» Document:
Recruitment in a Changing Fire Service: Visibility, Connection, and Opportunity

Submitted by Paul Siebert, TEEX

The recruitment landscape for the fire service looks different than it did even a decade ago. Fewer candidates are entering the pipeline, competition for certified personnel is growing, and younger applicants are evaluating departments on more than just the job itself. Culture, career mobility, work-life balance, and how an organization carries itself all factor into the decision. The challenge is not simply filling vacancies but making sure the right people see the fire service, and your department specifically, as a career worth choosing.

Visibility is one of the most consistent gaps. Many departments still rely on hiring announcements and word-of-mouth while candidates are already forming impressions long before an application opens. Fire academies, college programs, and regional training centers are among the earliest places where future firefighters start deciding what kind of organization they want to work for. Departments that show up in those spaces, prepared and approachable, stop being just another patch on a sleeve and start being a real option with a story and standards behind it.

Career days and agency-student events hosted by training institutions are a particularly valuable and underused opportunity. Candidates in those settings are not just collecting job postings. They are watching how organizations communicate, asking direct questions, and making assessments about professionalism in real time. Departments that invest in those conversations, even briefly, build early trust and clear up misconceptions before they become obstacles. The return may not show up immediately, but it tends to show up later in stronger applicant pools and better-aligned hires.

» Stored data:
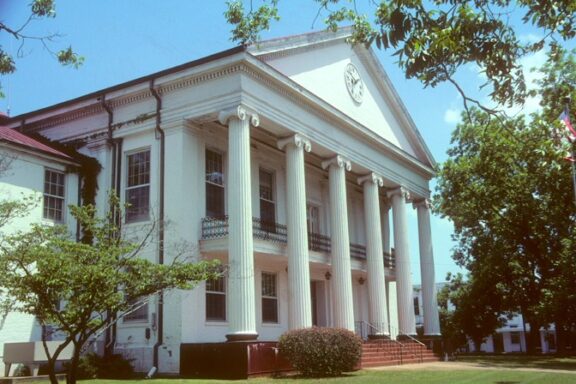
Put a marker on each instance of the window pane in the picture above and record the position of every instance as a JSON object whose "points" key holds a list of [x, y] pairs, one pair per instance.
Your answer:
{"points": [[139, 168], [138, 199], [216, 299], [214, 169], [269, 310], [139, 314], [138, 187], [215, 306], [53, 195], [269, 299], [214, 200], [266, 185]]}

» Written task:
Transcribe the passage of the fire service recruitment article from "Submitted by Paul" up to and including "career worth choosing.".

» Correct result:
Submitted by Paul Siebert, TEEX

The recruitment landscape for the fire service looks different than it did even a decade ago. Fewer candidates are entering the pipeline, competition for certified personnel is growing, and younger applicants are evaluating departments on more than just the job itself. Culture, career mobility, work-life balance, and how an organization carries itself all factor into the decision. The challenge is not simply filling vacancies but making sure the right people see the fire service, and your department specifically, as a career worth choosing.